Brano =>
***

Chissà se anni fa, guardando un calendario di basket, i tifosi di Agropoli avrebbero mai creduto di giocare a Roma. E chissà se, ai tempi dell’Eurolega e delle finali scudetto contro Siena, quelli romani avrebbero mai pensato di occupare i bassifondi della Serie A2, con una prospettiva futura inquietante e tanta insicurezza sul cammino contemporaneo.

Sono parecchie le domande da fare in questa stranissima annata della pallacanestro capitolina. Domande che peraltro spesso non conoscono la benché minima risposta. Sta di fatto che si gioca al PalaTiziano, con quell’Agropoli che avevo avuto modo di conoscere già nelle Final Four di Serie B disputatesi lo scorso anno a Forlì. I campani perdettero la doppia sfida con Rieti e Siena, venendo comunque ripescati in A2.

***

Dati da usare =>
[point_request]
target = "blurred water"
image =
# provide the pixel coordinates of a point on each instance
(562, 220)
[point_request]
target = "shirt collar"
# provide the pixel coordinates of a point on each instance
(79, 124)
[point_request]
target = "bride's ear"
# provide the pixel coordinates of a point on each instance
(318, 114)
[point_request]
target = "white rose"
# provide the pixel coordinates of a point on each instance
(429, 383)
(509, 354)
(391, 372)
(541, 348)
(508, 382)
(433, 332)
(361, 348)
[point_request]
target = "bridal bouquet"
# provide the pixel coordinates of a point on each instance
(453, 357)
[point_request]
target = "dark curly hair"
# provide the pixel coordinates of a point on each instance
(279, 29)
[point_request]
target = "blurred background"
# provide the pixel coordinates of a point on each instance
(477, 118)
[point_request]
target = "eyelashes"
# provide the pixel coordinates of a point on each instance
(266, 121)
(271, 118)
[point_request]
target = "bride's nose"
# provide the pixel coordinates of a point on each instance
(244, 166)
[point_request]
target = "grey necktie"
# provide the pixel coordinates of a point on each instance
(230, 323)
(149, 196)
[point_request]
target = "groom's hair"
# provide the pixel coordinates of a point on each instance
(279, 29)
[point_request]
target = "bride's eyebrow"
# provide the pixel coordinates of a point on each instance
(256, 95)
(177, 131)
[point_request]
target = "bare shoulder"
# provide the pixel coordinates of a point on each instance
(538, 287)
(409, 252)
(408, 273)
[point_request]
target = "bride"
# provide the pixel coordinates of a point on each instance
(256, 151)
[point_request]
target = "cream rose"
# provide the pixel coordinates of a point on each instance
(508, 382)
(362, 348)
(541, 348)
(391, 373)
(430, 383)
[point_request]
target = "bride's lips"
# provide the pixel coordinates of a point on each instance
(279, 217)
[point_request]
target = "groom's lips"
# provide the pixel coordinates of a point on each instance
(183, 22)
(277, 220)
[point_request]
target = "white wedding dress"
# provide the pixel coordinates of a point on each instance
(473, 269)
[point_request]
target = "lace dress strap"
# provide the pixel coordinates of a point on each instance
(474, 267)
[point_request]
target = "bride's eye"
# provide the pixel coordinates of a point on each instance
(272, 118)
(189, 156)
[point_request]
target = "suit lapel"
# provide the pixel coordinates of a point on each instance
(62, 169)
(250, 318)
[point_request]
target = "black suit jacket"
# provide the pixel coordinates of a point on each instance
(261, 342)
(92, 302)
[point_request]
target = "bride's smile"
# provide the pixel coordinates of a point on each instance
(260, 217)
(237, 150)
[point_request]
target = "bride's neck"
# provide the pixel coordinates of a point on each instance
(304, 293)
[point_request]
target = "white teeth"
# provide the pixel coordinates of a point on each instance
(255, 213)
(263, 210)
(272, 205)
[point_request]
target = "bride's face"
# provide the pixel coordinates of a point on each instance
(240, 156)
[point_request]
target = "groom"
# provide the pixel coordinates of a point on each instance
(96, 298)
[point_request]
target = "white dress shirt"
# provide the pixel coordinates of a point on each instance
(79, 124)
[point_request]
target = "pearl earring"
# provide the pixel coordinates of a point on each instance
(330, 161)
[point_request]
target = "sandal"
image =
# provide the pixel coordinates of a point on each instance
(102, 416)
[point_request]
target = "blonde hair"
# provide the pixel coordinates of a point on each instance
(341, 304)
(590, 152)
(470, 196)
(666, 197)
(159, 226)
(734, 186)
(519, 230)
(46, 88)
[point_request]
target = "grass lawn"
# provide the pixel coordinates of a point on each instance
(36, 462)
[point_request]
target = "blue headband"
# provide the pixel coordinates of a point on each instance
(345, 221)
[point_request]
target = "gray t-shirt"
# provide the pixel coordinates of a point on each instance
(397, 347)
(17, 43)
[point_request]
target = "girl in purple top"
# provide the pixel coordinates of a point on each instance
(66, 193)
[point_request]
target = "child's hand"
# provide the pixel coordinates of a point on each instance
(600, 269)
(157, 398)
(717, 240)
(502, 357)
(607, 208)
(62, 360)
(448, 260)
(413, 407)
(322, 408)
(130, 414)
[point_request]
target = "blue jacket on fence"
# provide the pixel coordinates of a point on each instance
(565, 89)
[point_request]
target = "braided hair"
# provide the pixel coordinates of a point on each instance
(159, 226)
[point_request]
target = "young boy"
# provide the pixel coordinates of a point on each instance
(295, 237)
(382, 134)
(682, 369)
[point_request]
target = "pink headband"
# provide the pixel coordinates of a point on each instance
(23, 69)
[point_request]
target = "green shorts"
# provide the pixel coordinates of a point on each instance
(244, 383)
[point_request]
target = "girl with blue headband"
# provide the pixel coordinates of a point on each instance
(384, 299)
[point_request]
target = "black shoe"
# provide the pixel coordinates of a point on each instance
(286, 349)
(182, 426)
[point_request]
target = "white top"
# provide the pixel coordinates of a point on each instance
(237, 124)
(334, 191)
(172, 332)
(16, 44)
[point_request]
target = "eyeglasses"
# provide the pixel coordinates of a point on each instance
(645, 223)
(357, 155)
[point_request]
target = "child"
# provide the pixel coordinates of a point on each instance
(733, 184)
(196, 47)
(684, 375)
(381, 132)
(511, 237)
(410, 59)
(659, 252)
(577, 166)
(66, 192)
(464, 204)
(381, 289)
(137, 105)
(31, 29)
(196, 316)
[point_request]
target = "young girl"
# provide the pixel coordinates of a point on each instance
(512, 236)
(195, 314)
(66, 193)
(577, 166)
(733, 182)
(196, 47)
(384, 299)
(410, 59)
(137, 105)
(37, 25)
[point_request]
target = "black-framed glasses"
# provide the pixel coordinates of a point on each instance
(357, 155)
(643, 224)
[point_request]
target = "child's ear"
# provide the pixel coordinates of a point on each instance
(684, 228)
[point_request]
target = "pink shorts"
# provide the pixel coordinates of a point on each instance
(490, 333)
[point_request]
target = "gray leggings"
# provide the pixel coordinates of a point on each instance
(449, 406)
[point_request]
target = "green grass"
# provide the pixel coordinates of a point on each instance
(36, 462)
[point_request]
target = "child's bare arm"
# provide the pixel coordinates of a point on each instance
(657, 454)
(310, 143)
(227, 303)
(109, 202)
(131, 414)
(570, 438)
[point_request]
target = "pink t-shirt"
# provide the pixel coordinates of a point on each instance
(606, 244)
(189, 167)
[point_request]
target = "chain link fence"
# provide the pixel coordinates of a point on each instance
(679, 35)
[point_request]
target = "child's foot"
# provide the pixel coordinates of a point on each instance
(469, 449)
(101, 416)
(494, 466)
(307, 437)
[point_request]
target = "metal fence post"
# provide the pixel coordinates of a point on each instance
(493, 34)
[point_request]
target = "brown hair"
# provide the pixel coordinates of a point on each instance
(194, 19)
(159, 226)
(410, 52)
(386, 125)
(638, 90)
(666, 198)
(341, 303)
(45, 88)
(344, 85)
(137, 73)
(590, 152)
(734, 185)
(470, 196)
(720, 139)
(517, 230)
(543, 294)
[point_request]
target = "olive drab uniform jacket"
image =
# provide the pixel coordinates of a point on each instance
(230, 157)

***

Sfide =>
1 – Elenca tutte le righe dei record in cui compare la parola "rose".
2 – Continua il brano sulla sfida di basket tra Roma e Agropoli, riprendendo subito dopo la sua ultima frase.

Risposte fornite =>
1 –
target = "white rose"
target = "cream rose"

2 –
Il bello della sfida è che gli ospiti saranno seguiti da una tifoseria ospite, con tanto di contingente ultras, vera e propria chimera in un girone in cui le tifoserie organizzate si contano sulle punte delle dita, dove spesso nel settore ospiti regna il Deserto dei Tartari o qualche timido parente dei giocatori che a stento rumoreggia ai canestri dei propri cari. Che i supporter biancazzurri saranno numerosi lo si capisce già nelle fasi di afflusso, quando diverse persone si avvicinano al Palazzetto con maglie e sciarpe di Agropoli. La scena più divertente si consuma sicuramente in un bagno vicino al settore ospiti, quando un bambino intento a cambiarsi la maglietta per indossare quella della Brigata Saracena, alla mia vista tenta di nascondersi, incontrando però il mio sorriso divertito.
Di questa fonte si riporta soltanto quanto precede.